* 次の作業
A: インサイダー取引についての文章から、「アメリカの判例の特徴を指摘す」から「があると思われる。(以下略)」までの部分を一字も変えずに書き出してください。
B: 一覧の「Does the image above contain any gray pickup」を含む行から「[61,55,72,60]」を含む行まで(両端の行も含む)を、1行ごとに1つの文字列にしたJSONのリストに変えてください。空行は入れず、この範囲の行だけを対象にしてください。

* 原文抜粋
◆ ◆ ◆ ◆ ◆ ◆ ◆
私はインサイダー取引の規制が人工的なルールであると考えるべきでないと思っています。その本質は詐欺です。詳しくは拙著「インサイダー取引」中央経済社を参照してくださると幸いです。

とのコメントをいただいて、すぐに購入して拝読させていただきました。


 
この本は、平成元年出版で、1989年の証券取引法改正直後の本。このため、証券取引法157条(不正取引行為の禁止)ではなく旧58条について論じていますが、米国の判例を多数引用して歴史的な流れを整理し、それと対比した導入当時の日本のインサイダー取引規制について検討を加えておられるので、現在でも大いに参考になると思います。
渡辺弁護士の本書でのご主張は、「まえがき」を拝見すると、

証券取引法が改正されてインサイダー取引に関連した条文が設けられたが、固有のインサイダー取引に対しては、従来から存在する証券取引法58条(注:現157条)が適用される。
(中略)
改正法は、インサイダー取引の事前予防を主目的とした一般的開示促進立法という性格が強く、固有の意味のインサイダー取引を対象とするものではないと解されるため、改正法の実施に当たっては58条及び刑法の詐欺罪との関係で大きな混乱が予想される。したがって、固有のインサイダー取引とは何かについての理論的究明が言下の急務と考えられる。
 その際、インサイダー取引の法理はアメリカの裁判所とSECによって、発展させられてきたうえ、日本の証券取引法がアメリカのそれを導入したものであることから、同国の判例研究は不可欠条件となる。
 アメリカの判例の特徴を指摘すれば第一にその法理が極めて常識的・経験的・普遍的であり、日本人にとっても判例を読むだけで容易に了解可能であること、第二に判決の内容が実質的な論点を追求し、原理的な考察が十分になされていることである。
 これらの点で日本の裁判所の判決と対照的である。
アメリカで行われるインサイダー取引と日本で行われるインサイダー取引に本質的な違いがあるわけではないのみならず、両国の市場にまたがった国際的な取引も出てくるであろう。その意味でインサイダー取引に関する法理は両国で互換性を持つべきであろう
 わが国においても、条文の技術的な解釈ではなくてアメリカ法的な常識的・経験的であると同時に原理的な議論がなされる必要があると思われる。(以下略)

とのこと。(下線部、磯崎。)
本書によると、アメリカのインサイダー取引規制は、日本の証券取引法157条(不正取引行為の禁止、旧58条)に対応する、一般的な不正取引の禁止規定である「SEC Rule 10b-5」をベースに行われているとのことですが、その10b-5というのは、以下のようなわずか数行の規定でしかありません。
◆ ◆ ◆ ◆ ◆ ◆ ◆
コレクションの項目
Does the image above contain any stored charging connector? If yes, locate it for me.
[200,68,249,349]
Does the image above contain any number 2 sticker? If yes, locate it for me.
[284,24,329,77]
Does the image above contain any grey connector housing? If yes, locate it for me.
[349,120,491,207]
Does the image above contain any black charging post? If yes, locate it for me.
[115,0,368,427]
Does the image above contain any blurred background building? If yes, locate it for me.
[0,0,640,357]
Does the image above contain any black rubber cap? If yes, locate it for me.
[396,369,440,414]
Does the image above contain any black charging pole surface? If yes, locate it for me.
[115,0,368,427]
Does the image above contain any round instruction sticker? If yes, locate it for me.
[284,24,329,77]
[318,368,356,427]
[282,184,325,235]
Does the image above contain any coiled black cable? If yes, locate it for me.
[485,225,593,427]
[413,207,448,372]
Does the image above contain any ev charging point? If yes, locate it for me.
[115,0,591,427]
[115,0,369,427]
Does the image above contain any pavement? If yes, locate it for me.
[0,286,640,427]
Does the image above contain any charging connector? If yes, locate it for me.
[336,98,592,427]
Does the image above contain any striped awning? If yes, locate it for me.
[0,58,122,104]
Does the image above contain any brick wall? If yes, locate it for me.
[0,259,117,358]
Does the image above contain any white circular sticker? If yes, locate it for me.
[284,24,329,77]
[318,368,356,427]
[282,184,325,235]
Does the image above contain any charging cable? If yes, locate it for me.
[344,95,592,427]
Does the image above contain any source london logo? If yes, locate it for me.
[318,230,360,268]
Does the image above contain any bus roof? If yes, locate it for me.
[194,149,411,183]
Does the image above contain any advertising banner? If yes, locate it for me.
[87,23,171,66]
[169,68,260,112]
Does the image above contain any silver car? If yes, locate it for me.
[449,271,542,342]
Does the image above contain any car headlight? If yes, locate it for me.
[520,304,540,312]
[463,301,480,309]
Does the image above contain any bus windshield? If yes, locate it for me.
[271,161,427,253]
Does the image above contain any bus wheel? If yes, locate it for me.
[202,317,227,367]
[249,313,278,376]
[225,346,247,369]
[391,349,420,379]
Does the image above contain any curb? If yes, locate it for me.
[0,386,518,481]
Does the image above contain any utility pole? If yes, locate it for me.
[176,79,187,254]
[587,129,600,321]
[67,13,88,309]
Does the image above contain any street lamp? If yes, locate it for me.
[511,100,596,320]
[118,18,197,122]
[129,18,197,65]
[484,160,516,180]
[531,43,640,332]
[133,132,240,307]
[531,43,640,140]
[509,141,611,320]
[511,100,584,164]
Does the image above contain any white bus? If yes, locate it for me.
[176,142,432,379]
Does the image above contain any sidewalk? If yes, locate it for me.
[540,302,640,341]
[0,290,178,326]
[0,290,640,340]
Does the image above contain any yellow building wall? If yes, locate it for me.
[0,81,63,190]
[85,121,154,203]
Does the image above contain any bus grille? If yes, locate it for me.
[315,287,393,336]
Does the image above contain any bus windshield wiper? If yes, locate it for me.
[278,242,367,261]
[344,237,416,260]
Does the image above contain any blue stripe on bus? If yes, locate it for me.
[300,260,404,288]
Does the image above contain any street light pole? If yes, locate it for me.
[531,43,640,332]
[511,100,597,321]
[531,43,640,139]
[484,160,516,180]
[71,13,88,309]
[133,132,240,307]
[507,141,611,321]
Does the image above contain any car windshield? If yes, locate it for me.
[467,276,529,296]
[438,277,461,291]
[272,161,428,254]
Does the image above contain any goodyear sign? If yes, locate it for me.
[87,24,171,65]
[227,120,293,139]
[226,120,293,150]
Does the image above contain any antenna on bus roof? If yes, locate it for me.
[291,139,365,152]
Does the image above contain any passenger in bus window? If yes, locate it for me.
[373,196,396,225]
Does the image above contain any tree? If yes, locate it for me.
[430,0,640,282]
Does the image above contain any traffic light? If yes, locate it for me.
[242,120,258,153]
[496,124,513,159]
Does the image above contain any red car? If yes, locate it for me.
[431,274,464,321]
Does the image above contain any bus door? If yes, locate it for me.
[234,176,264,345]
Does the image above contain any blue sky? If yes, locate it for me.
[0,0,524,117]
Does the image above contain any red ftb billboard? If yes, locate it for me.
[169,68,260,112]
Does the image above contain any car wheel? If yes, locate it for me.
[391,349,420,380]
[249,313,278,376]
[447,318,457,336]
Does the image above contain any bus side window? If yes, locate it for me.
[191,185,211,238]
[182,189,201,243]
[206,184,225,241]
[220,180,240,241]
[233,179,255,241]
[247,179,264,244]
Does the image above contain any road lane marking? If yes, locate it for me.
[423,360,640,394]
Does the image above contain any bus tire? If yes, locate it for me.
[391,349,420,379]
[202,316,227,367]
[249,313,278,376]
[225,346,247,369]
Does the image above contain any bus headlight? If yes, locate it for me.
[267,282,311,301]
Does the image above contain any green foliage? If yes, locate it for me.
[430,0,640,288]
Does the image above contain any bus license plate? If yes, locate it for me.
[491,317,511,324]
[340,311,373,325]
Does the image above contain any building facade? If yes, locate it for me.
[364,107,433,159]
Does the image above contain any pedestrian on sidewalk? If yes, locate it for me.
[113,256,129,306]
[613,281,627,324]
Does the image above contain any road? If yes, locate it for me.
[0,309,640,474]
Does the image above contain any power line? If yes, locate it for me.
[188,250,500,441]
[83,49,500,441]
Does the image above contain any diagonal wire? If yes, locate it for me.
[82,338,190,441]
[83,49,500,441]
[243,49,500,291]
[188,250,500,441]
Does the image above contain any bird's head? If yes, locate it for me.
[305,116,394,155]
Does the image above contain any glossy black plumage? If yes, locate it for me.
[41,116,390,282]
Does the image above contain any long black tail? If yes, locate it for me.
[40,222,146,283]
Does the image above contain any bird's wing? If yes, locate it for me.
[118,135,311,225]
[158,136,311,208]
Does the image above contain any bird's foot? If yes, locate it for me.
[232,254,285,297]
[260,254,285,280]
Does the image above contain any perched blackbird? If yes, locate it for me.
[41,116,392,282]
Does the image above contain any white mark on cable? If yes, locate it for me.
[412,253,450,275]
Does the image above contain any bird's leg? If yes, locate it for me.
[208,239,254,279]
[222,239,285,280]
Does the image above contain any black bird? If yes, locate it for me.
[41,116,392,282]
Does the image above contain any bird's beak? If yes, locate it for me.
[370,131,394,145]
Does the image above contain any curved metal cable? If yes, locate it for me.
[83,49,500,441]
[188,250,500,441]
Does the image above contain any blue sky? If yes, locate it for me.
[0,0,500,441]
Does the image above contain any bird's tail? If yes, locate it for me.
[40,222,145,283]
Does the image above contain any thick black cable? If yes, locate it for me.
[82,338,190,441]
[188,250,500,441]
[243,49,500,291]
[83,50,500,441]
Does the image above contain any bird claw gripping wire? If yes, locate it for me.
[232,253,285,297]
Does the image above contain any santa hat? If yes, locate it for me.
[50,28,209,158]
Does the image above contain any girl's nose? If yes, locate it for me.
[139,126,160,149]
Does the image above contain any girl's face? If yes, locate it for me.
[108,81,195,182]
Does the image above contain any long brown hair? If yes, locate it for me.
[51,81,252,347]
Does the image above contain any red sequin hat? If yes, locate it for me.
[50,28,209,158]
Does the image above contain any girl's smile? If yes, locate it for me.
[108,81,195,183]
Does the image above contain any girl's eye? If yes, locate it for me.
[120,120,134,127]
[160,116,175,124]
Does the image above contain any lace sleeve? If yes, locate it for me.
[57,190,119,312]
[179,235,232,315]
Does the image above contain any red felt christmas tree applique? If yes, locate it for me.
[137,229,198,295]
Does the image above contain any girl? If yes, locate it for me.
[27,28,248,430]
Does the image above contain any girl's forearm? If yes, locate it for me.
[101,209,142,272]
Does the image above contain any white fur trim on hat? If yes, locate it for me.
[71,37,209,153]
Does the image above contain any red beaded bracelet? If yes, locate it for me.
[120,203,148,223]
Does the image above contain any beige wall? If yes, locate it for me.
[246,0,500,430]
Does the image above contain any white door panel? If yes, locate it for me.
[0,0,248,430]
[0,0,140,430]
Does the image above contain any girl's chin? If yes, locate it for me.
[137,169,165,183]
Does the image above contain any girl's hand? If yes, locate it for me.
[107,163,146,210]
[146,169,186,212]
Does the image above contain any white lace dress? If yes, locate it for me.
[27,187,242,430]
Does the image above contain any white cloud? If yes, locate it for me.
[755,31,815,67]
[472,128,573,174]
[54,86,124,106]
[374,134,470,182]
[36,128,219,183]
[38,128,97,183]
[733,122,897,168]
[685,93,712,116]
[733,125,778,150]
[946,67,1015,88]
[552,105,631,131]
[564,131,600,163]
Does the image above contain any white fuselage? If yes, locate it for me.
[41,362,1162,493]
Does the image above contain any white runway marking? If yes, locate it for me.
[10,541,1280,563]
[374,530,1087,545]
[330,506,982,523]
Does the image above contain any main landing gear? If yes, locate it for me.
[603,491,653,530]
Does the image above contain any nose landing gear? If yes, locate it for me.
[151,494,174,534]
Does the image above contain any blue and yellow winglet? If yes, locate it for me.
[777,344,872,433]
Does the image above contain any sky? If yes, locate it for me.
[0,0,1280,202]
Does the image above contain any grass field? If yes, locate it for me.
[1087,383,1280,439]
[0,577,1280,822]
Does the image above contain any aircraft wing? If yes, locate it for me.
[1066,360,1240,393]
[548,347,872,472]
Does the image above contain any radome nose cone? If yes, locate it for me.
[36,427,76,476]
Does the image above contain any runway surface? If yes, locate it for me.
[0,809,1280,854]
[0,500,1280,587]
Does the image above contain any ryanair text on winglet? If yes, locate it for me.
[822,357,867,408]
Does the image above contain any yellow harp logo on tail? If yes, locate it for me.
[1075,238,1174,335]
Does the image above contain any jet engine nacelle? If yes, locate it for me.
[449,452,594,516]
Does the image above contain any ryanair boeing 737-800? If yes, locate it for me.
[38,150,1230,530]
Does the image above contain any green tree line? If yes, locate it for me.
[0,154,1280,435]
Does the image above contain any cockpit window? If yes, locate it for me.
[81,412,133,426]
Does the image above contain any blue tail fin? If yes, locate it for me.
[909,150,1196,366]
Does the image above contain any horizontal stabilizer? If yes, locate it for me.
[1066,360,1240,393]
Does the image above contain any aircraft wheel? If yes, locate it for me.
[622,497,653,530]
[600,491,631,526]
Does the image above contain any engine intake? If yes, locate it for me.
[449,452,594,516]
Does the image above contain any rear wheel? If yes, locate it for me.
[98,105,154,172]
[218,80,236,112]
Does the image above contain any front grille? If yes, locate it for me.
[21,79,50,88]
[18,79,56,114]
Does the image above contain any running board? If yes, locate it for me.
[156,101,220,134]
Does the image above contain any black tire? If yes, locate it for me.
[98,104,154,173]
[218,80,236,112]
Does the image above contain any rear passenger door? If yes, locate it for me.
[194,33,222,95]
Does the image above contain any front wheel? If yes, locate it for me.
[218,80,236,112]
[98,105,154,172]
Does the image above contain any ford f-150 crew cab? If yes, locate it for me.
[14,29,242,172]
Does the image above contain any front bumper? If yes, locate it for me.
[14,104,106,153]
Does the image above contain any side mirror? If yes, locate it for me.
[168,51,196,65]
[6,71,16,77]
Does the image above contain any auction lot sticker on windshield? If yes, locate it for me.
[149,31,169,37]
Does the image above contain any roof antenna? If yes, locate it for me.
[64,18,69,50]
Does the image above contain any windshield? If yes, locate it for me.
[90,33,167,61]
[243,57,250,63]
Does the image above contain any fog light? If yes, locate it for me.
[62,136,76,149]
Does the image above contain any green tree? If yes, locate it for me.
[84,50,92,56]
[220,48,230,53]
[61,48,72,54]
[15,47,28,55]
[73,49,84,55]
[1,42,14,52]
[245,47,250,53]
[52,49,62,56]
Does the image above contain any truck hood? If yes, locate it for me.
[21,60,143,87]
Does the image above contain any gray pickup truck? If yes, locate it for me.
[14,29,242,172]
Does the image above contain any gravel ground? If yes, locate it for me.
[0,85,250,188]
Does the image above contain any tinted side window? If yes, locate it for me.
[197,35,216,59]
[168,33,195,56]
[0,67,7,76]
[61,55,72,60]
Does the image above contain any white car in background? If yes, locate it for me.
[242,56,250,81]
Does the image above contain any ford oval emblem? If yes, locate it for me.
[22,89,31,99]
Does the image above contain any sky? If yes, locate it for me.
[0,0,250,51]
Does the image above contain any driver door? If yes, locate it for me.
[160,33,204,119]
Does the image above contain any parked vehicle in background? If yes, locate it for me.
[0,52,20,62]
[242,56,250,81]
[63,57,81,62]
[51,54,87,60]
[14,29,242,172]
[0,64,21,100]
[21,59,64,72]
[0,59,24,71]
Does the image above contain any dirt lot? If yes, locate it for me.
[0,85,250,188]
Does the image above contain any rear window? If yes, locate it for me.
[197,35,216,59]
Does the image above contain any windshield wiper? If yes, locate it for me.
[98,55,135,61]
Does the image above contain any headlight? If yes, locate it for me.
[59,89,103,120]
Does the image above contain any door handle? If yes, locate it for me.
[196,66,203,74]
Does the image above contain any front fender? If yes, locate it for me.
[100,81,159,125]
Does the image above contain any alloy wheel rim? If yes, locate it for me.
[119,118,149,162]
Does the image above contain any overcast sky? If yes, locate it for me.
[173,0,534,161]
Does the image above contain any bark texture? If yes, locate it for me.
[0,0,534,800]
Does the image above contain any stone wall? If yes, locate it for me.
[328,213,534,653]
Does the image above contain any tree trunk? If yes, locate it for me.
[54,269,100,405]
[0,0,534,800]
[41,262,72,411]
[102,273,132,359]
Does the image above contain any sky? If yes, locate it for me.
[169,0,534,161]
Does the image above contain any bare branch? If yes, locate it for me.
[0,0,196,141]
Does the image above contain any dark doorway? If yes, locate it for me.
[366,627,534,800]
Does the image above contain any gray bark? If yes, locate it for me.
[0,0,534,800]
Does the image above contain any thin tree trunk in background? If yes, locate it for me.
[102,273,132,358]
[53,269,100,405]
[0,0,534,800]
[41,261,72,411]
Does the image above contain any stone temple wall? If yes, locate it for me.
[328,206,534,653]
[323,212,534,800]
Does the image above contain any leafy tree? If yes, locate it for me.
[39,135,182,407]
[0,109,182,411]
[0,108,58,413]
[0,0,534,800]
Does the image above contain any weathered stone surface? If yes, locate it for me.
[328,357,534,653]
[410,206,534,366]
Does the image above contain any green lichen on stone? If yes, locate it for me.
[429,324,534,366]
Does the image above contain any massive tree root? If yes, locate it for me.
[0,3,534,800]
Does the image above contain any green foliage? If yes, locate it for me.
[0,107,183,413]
◆ ◆ ◆ ◆ ◆ ◆ ◆
* 作業結果
A:
アメリカの判例の特徴を指摘すれば第一にその法理が極めて常識的・経験的・普遍的であり、日本人にとっても判例を読むだけで容易に了解可能であること、第二に判決の内容が実質的な論点を追求し、原理的な考察が十分になされていることである。
 これらの点で日本の裁判所の判決と対照的である。
アメリカで行われるインサイダー取引と日本で行われるインサイダー取引に本質的な違いがあるわけではないのみならず、両国の市場にまたがった国際的な取引も出てくるであろう。その意味でインサイダー取引に関する法理は両国で互換性を持つべきであろう
 わが国においても、条文の技術的な解釈ではなくてアメリカ法的な常識的・経験的であると同時に原理的な議論がなされる必要があると思われる。(以下略)

B:
[
  "Does the image above contain any gray pickup truck? If yes, locate it for me.",
  "[14,29,242,172]",
  "Does the image above contain any gravel ground? If yes, locate it for me.",
  "[0,85,250,188]",
  "Does the image above contain any tinted side window? If yes, locate it for me.",
  "[197,35,216,59]",
  "[168,33,195,56]",
  "[0,67,7,76]",
  "[61,55,72,60]"
]